◆ Work instructions
Please report each line below that contains the word "dark", copying every such line in full.
-- Start --
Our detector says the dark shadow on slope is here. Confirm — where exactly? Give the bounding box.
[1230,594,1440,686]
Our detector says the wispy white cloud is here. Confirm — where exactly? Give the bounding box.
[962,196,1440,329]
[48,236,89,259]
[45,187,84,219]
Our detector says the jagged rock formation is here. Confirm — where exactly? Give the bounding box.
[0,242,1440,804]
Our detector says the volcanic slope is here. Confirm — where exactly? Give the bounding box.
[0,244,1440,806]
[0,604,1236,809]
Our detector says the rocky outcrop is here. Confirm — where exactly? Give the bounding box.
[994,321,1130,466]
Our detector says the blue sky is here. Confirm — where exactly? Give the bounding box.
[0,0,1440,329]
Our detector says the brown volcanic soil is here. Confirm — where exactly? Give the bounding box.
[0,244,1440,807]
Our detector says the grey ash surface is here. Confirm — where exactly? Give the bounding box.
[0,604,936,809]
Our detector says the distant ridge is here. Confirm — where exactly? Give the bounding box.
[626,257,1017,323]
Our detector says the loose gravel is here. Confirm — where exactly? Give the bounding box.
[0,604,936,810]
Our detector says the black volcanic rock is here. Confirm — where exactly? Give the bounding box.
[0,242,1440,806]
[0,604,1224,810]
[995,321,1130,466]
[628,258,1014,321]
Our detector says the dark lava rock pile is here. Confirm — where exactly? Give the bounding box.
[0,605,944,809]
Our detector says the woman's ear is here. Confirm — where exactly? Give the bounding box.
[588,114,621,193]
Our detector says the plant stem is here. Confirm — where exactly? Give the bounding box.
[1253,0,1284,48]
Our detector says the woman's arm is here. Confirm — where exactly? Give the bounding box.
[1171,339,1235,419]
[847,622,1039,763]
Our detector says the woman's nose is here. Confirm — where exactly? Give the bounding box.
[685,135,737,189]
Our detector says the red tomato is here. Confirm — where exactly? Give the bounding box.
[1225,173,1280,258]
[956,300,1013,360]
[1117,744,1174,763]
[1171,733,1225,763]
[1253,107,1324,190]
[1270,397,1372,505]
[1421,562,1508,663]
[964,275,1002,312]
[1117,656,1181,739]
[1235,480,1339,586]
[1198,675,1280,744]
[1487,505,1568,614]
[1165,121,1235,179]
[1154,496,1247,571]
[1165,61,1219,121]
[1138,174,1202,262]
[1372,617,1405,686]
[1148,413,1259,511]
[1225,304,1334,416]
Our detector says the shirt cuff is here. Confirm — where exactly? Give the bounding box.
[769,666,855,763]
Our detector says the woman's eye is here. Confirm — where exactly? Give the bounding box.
-- End --
◆ Solved problem
Our detector says the dark shadow on slope is here. Confirm — where exactly? Give the bounding box.
Our detector says the dark lava rock pile is here. Confirm — where exactly? Give the bounding box.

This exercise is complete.